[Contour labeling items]
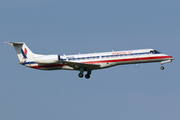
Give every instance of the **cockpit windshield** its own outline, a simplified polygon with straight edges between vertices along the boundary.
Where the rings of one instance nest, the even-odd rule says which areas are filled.
[[[157,50],[152,50],[150,51],[151,54],[160,54],[161,52],[157,51]]]

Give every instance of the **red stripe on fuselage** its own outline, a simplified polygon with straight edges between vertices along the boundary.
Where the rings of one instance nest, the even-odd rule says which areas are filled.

**Request**
List the lines from the one containing "Give every instance of the **red" through the end of the items as a JSON list of strings, one string per line, leaving out blank lines.

**Answer to the task**
[
  "Give every instance of the **red stripe on fuselage** its own outline, a simplified polygon with straight edges between vertices along the boundary.",
  "Where the rings of one instance nest, the even-odd rule says which areas are filled."
]